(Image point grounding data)
+--
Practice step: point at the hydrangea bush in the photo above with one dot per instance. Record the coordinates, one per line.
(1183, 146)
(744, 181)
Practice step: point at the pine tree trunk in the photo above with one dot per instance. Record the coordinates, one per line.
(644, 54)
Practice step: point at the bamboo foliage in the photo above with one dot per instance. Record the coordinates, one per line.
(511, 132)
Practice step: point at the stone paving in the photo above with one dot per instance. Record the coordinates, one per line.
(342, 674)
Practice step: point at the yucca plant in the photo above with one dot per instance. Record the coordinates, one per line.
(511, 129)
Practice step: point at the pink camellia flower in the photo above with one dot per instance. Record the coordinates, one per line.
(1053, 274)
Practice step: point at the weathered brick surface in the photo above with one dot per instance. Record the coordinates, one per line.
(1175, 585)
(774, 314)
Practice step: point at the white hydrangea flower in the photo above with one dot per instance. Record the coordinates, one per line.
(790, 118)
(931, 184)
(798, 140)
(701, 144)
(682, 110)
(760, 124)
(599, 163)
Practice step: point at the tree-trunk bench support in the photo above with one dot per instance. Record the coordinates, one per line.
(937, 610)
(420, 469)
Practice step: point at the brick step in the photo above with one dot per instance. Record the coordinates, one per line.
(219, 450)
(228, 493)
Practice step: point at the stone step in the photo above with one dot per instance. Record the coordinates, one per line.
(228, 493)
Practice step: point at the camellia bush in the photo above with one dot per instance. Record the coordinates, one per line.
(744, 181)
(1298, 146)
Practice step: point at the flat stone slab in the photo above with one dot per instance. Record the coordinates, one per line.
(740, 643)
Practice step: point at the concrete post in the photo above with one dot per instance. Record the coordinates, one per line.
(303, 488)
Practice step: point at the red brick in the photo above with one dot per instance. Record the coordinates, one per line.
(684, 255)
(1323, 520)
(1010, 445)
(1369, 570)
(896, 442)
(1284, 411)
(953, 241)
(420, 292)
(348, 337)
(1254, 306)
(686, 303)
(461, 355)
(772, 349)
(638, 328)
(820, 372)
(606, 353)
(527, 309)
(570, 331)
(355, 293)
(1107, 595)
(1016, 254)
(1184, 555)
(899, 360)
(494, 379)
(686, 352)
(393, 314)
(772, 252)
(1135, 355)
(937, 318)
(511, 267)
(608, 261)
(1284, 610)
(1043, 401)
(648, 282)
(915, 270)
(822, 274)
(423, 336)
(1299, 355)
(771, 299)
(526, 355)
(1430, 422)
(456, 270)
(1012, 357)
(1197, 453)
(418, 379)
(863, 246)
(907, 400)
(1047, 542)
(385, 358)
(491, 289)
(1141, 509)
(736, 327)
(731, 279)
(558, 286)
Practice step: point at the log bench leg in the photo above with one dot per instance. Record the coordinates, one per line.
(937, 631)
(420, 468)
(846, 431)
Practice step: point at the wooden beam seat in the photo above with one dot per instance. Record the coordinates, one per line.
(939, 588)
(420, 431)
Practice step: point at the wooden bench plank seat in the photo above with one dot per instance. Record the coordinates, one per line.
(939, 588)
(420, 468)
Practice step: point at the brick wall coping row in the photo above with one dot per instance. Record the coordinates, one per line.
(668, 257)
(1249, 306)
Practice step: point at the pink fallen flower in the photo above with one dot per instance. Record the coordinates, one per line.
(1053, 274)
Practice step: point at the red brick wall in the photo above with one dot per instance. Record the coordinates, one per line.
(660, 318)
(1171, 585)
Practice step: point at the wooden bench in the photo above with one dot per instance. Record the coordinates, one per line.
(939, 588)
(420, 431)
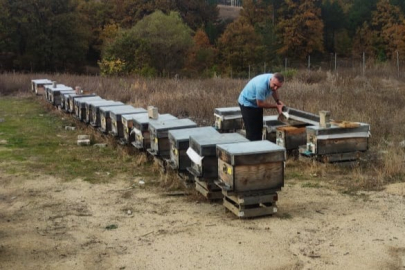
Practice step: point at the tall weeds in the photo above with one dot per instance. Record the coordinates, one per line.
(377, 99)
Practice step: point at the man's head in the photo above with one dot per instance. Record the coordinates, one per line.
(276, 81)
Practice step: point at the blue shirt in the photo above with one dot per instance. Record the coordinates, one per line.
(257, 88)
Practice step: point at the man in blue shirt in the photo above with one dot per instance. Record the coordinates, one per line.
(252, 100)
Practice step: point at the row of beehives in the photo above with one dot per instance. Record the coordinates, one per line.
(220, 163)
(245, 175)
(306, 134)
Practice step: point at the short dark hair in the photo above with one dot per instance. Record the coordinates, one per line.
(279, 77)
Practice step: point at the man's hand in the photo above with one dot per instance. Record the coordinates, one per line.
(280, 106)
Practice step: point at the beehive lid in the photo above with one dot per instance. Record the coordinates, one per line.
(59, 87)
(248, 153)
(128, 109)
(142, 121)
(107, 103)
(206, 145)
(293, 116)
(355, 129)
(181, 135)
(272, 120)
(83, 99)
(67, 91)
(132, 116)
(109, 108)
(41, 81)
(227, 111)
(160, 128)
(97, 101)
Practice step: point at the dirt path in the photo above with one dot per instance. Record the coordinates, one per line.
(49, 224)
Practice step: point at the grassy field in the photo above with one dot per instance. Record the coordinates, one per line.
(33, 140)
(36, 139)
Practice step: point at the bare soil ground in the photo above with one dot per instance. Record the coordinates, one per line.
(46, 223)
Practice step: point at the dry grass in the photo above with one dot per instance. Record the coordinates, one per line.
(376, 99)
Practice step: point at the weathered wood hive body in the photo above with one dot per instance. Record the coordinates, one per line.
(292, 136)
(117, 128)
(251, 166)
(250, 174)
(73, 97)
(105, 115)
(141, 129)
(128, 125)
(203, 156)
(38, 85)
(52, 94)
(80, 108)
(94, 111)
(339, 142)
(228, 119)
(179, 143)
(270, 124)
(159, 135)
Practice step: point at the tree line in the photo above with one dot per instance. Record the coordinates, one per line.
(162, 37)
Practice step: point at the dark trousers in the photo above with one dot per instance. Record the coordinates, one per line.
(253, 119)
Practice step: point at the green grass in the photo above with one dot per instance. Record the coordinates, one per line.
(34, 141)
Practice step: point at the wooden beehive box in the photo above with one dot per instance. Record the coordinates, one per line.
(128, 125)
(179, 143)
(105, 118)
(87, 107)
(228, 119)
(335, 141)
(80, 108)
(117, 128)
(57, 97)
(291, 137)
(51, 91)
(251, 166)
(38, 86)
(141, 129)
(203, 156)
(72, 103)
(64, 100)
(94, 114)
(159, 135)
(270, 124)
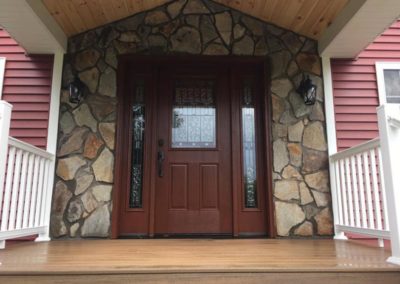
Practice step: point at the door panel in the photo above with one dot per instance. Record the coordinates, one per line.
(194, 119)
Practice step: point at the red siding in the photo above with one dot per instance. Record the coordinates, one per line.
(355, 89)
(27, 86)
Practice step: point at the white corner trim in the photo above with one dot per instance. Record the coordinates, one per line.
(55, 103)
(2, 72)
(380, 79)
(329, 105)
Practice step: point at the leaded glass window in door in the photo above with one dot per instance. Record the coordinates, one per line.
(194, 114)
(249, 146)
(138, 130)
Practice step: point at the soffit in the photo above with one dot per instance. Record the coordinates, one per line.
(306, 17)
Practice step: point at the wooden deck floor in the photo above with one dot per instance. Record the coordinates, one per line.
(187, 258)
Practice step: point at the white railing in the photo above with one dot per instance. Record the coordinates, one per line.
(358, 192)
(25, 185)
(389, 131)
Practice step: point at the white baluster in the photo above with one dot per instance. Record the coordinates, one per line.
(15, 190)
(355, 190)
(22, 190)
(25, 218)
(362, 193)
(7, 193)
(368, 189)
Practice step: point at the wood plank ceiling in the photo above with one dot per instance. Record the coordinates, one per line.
+--
Task directions » Give the entries again, exactly and in full, with no image included.

Answer for this exercise »
Practice step: point at the hydrangea bush in the photo above with one dot per instance. Record the coordinates, one per line.
(1183, 146)
(744, 181)
Practice step: point at the pine tree trunk in the photo above with one dot per instance. Record the coordinates, one per line.
(644, 54)
Practice step: point at the bamboo foliage in the photo above with one dot per instance. Record the coordinates, one per line.
(511, 132)
Practice step: point at the stone paving in the photo above with one dot per instance. Record the coordinates, one per line.
(342, 674)
Practice step: point at the yucca plant in the photo above with one dot per instance. Record the coordinates, one per line.
(511, 129)
Practice step: point at the pink camellia flower in the photo above with one dot per instance. Record the coordinates, one per line.
(1053, 274)
Practice step: point at the weathered brick surface in the photo above with one dot per instance. Record the coordinates, one per line.
(1175, 585)
(774, 314)
Practice step: point at the white hydrangea flower in the photo above with one dot per instance. Record the coordinates, one per line.
(790, 118)
(931, 184)
(798, 140)
(701, 144)
(682, 110)
(760, 124)
(599, 163)
Practice step: point at the tree-trunk bench support in the photo above with one dot per instance. Record the coordinates, one per line.
(937, 610)
(420, 469)
Practice step: point at the brick step in the photo above with one dot per instance. Record the coordinates, one per line.
(219, 450)
(228, 493)
Practice step: point at the stone step in the photo above with one dot per instance. Record the coordinates, one per line.
(228, 493)
Practice step: point at the camellia bush in the photo above with one dot per instance. Record the coordinates, one per line.
(744, 181)
(1298, 146)
Practice step: point at the flat stone slab in the photo above with one dot per instance. Record the coordinates, one per line.
(740, 643)
Practice step: point at the concrete post in the photo above with one dot per instance. Record the coordinates, one per line.
(303, 488)
Practice step: point at the red brick in the photo above with one dot per instance. Record the coordinates, one per line.
(684, 255)
(1323, 520)
(1010, 445)
(1369, 570)
(896, 442)
(1284, 411)
(953, 241)
(420, 292)
(348, 337)
(1254, 306)
(686, 303)
(461, 355)
(772, 349)
(638, 328)
(820, 372)
(606, 353)
(527, 309)
(570, 331)
(355, 293)
(1107, 595)
(1016, 254)
(1184, 555)
(899, 360)
(494, 379)
(686, 352)
(393, 314)
(772, 252)
(1135, 355)
(937, 318)
(511, 267)
(608, 261)
(1284, 610)
(1043, 401)
(648, 282)
(915, 270)
(822, 274)
(423, 336)
(1299, 355)
(771, 299)
(526, 355)
(1430, 422)
(456, 270)
(1012, 357)
(1197, 453)
(418, 379)
(863, 246)
(907, 400)
(1047, 542)
(385, 358)
(491, 289)
(1141, 509)
(736, 327)
(731, 279)
(558, 286)
Practice step: point at the log bench leg in the photo above with one dot per instance. Record the coordinates, one per line.
(937, 631)
(420, 468)
(846, 431)
Practice step: point at the wooden beam seat in the photo above with one dot per instance. Record the coordinates, one per line.
(939, 588)
(420, 431)
Practice step: point at the wooden bench plank seat in the photo above with one dot per instance. Record the coordinates, one per line.
(939, 588)
(420, 468)
Practice step: point at the brick wall coping row in the photo above with one dot per instance. Record the coordinates, one per line.
(668, 257)
(1249, 306)
Practice step: point at the pink fallen flower in the photo above with one dot per instance. Record the coordinates, one per line.
(1053, 274)
Practice step: point at the red brick wall in the photo above with one dot per instance. Record the coordinates, one per line.
(660, 318)
(1171, 585)
Practice step: point at the wooden bench in the photo above with one dot per instance. Record the coordinates, one per line.
(939, 588)
(420, 431)
Practice step: point at the tall weeds in the photo above with one dot per instance. Record the coordinates, one per line.
(377, 99)
Practice step: point at the man's head in the photo above with one dot per instance. Record the coordinates, one per line.
(276, 81)
Practice step: point at the blue shirt in the photo above with one dot per instance. Record the coordinates, one per line.
(257, 88)
Practice step: point at the man in blue shirt in the photo above with one dot per instance. Record the coordinates, one per line.
(252, 100)
Practice step: point at the row of beehives in the photo above with one dot per instance. Record the coordinates, one per line.
(220, 163)
(245, 175)
(306, 134)
Practice step: point at the short dark hair in the photo above with one dot per instance. Record the coordinates, one per line.
(279, 77)
Practice step: point at the man's hand in the photo above with one dot per instance. Record the coordinates, one per line.
(280, 106)
Practice step: point at the beehive lid in the photo above with one dot per instance. Record the coordinates, one per line.
(59, 87)
(248, 153)
(128, 109)
(142, 121)
(107, 103)
(206, 145)
(293, 116)
(355, 129)
(181, 135)
(272, 120)
(83, 99)
(67, 91)
(132, 116)
(109, 108)
(41, 81)
(227, 111)
(160, 128)
(97, 101)
Practice step: point at the dirt path in the photo above with one dot per instance. Record the coordinates, one per line.
(49, 224)
Practice step: point at the grassy field in the photo above with one dot per instance. Record the coordinates, one per line.
(33, 140)
(36, 139)
Practice step: point at the bare soil ground in the photo above with one dot per instance. Record the coordinates, one per line.
(46, 223)
Practice step: point at the dry grass in the photo above with one dot per instance. Record the coordinates, one per line.
(376, 99)
Practice step: point at the weathered wood hive body in the photo above with one dot per instance. Record the coordinates, one per line.
(292, 136)
(117, 128)
(251, 166)
(250, 174)
(73, 97)
(105, 115)
(141, 129)
(128, 125)
(203, 156)
(38, 85)
(52, 94)
(80, 108)
(94, 111)
(339, 142)
(228, 119)
(179, 143)
(270, 124)
(159, 135)
Practice step: point at the tree line in the photo above with one dot per instance. Record the coordinates, one per line.
(162, 37)
Practice step: point at the dark trousers in the photo above with one dot per instance. Record the coordinates, one per line.
(253, 119)
Practice step: point at the green grass in the photo above with one dot per instance. Record the coordinates, one per line.
(34, 141)
Practice step: point at the wooden beehive box in the photo above with one dot per instance. Record the coordinates, one per line.
(128, 125)
(179, 143)
(105, 118)
(87, 107)
(228, 119)
(335, 141)
(80, 108)
(117, 128)
(57, 97)
(291, 137)
(51, 91)
(251, 166)
(38, 86)
(141, 129)
(203, 156)
(72, 103)
(64, 100)
(94, 114)
(159, 135)
(270, 124)
Practice step: point at the door panel in the photo above with one dot per instance. Record the coordinates, one per line.
(194, 119)
Practice step: point at the red siding in the photo above with one dot per instance. Record the coordinates, one per line.
(355, 89)
(27, 86)
Practice step: point at the white corner trim in the photo above with one dot per instance. Record the coordinates, one per line.
(55, 103)
(2, 72)
(380, 79)
(329, 105)
Practice step: point at the leaded glass window in door in the photo above with one dot per instance. Record the coordinates, one per line.
(194, 114)
(249, 146)
(138, 130)
Practice step: point at the soffit in the photo above with one dot per instance. Record the coordinates, one per line.
(306, 17)
Practice step: point at the wooden deck floor in the photo above with one dot per instance. Record the coordinates, one per line.
(187, 258)
Practice step: point at the white railing in the photo above with one dot per instance. Record the coordinates, one per line.
(358, 192)
(25, 185)
(389, 131)
Practice step: point at the white baluster in the photo above with one dot per instance. Record the coordinates, one per line.
(15, 190)
(355, 190)
(22, 190)
(25, 218)
(362, 193)
(7, 193)
(368, 189)
Practice step: point at the wood plank ceiling in the photo above with one dot per instance. Record the coordinates, one per line.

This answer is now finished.